[Records of labeled points]

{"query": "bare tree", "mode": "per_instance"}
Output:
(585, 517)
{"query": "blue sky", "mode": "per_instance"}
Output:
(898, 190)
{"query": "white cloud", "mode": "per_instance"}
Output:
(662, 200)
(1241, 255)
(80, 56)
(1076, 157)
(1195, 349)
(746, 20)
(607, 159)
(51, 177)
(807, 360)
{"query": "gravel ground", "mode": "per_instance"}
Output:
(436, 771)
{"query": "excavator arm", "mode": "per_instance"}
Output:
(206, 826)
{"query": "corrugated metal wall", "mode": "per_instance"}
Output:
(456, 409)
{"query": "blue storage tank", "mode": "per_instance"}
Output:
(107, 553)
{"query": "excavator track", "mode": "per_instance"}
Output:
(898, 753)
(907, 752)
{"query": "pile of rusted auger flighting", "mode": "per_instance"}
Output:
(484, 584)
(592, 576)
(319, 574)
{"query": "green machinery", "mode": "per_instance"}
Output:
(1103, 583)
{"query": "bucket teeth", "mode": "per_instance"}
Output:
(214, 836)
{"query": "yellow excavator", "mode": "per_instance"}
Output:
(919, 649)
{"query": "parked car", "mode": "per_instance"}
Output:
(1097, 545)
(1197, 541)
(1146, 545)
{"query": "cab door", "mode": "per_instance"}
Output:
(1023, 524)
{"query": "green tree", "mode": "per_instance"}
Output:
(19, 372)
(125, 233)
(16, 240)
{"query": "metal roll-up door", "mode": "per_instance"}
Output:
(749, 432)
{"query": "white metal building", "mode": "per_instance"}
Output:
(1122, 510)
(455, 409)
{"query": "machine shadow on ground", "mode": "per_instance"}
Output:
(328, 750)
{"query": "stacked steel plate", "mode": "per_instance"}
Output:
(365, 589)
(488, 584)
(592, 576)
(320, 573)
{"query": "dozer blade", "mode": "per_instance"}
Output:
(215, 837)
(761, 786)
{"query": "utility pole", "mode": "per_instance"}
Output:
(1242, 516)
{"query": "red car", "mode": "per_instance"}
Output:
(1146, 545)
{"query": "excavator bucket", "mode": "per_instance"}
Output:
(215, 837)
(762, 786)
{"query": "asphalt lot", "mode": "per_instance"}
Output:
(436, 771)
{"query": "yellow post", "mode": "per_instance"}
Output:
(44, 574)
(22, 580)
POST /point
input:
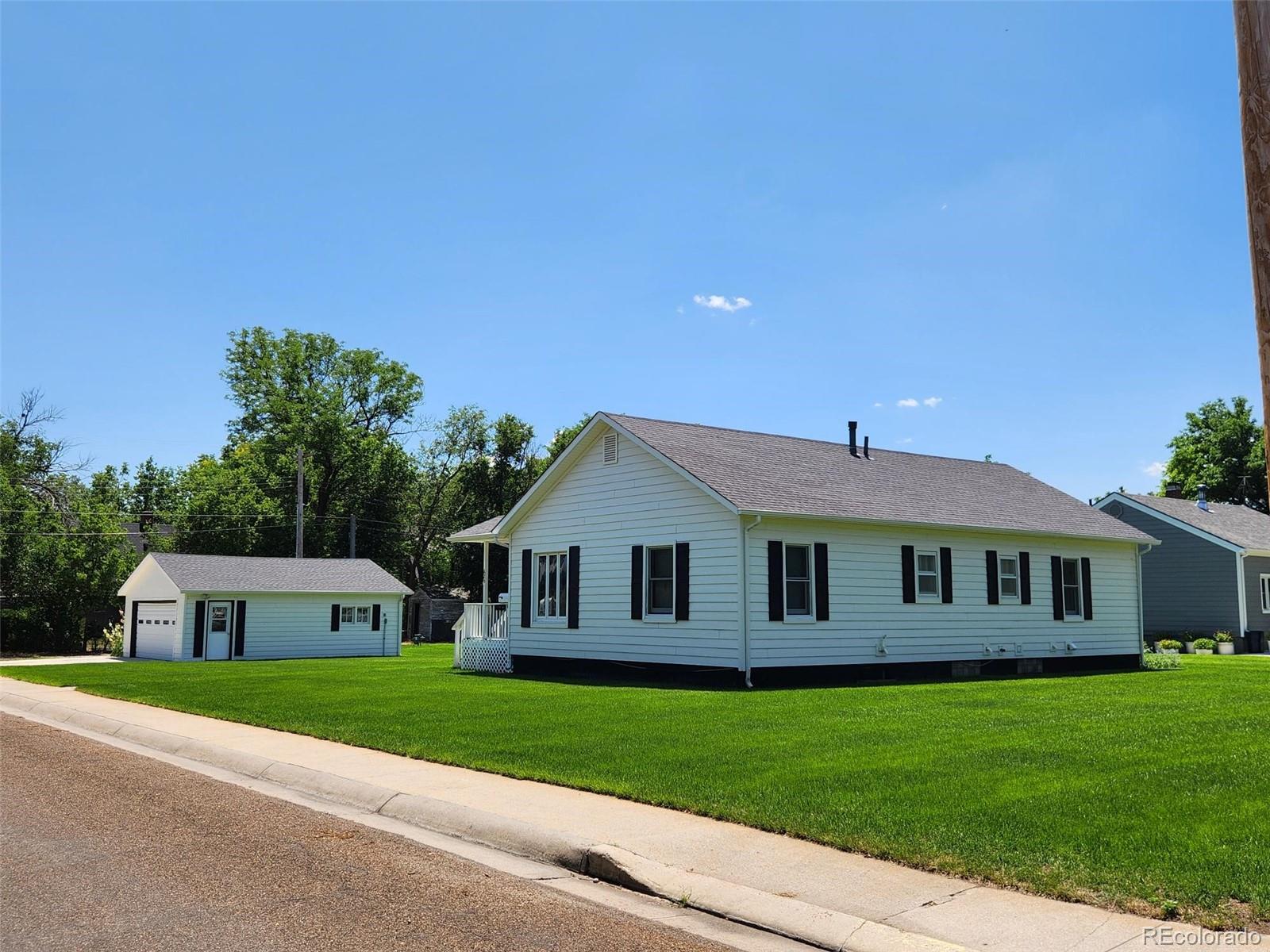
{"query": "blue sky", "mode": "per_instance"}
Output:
(1030, 216)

Direction: Could you output the lines above as a Markdown table with the columns "No." and "Line," numbering each row and skipping any blank lines? Leave the pictures out of your answer.

Expected answer:
| No. | Line |
|---|---|
| 1 | {"query": "bare tree", "mode": "per_instance"} |
| 2 | Output: |
| 3 | (585, 517) |
| 4 | {"query": "blue sky", "mode": "per_instance"} |
| 5 | Output: |
| 6 | (898, 190) |
| 7 | {"query": "white cloud", "mode": "per_instance"} |
| 8 | Output: |
| 9 | (662, 200) |
| 10 | (1241, 255) |
| 11 | (80, 56) |
| 12 | (1076, 157) |
| 13 | (1195, 349) |
| 14 | (746, 20) |
| 15 | (607, 159) |
| 16 | (51, 177) |
| 17 | (807, 360) |
| 18 | {"query": "gravel ground", "mode": "per_instance"} |
| 19 | Output: |
| 20 | (436, 771) |
| 21 | {"query": "excavator arm", "mode": "per_instance"} |
| 22 | Output: |
| 23 | (206, 826) |
| 24 | {"query": "corrugated metal wall", "mode": "per_instance"} |
| 25 | Output: |
| 26 | (456, 409) |
| 27 | {"query": "blue storage tank", "mode": "per_instance"} |
| 28 | Output: |
| 29 | (107, 553) |
| 30 | {"query": "excavator track", "mode": "per_instance"} |
| 31 | Output: |
| 32 | (898, 753) |
| 33 | (907, 752) |
| 34 | {"query": "pile of rusted auger flighting", "mode": "per_instance"} |
| 35 | Output: |
| 36 | (484, 584) |
| 37 | (592, 576) |
| 38 | (319, 574) |
| 39 | {"query": "green machinery", "mode": "per_instance"} |
| 40 | Output: |
| 41 | (1103, 583) |
| 42 | {"query": "bucket teeth", "mode": "per_instance"} |
| 43 | Output: |
| 44 | (214, 836) |
| 45 | {"query": "yellow excavator", "mode": "per_instance"} |
| 46 | Output: |
| 47 | (919, 649) |
| 48 | {"query": "parked car", "mode": "per_instance"} |
| 49 | Output: |
| 50 | (1097, 545) |
| 51 | (1197, 541) |
| 52 | (1146, 545) |
| 53 | {"query": "cab door", "mode": "per_instance"} |
| 54 | Output: |
| 55 | (1023, 524) |
| 56 | {"query": "green tree", "mode": "per_instance"} |
| 57 | Output: |
| 58 | (19, 372) |
| 59 | (125, 233) |
| 60 | (16, 240) |
| 61 | {"query": "metal roll-up door", "mode": "per_instance"} |
| 62 | Output: |
| 63 | (749, 432) |
| 64 | {"query": "white metal building", "mode": "per_instance"} |
| 65 | Output: |
| 66 | (1122, 510) |
| 67 | (455, 409) |
| 68 | {"query": "machine shadow on ground", "mode": "per_instance"} |
| 69 | Output: |
| 70 | (328, 750) |
| 71 | {"query": "stacked steel plate", "mode": "per_instance"} |
| 72 | Output: |
| 73 | (365, 589) |
| 74 | (488, 584) |
| 75 | (592, 576) |
| 76 | (320, 573) |
| 77 | {"query": "dozer blade", "mode": "per_instance"} |
| 78 | Output: |
| 79 | (215, 837) |
| 80 | (761, 786) |
| 81 | {"query": "utility pole", "mode": "per_instance"} |
| 82 | Output: |
| 83 | (1242, 516) |
| 84 | {"query": "red car", "mode": "per_instance"} |
| 85 | Output: |
| 86 | (1146, 545) |
| 87 | {"query": "excavator bucket", "mode": "per_instance"} |
| 88 | Output: |
| 89 | (215, 837) |
| 90 | (762, 786) |
| 91 | {"query": "asphalt lot", "mode": "per_instance"} |
| 92 | Output: |
| 93 | (436, 771) |
| 94 | {"query": "yellow post", "mode": "per_instance"} |
| 95 | Output: |
| 96 | (44, 574) |
| 97 | (22, 580) |
| 98 | POST /point |
| 99 | input: |
| 100 | {"query": "blue sky", "mode": "per_instance"} |
| 101 | Output: |
| 102 | (1030, 216) |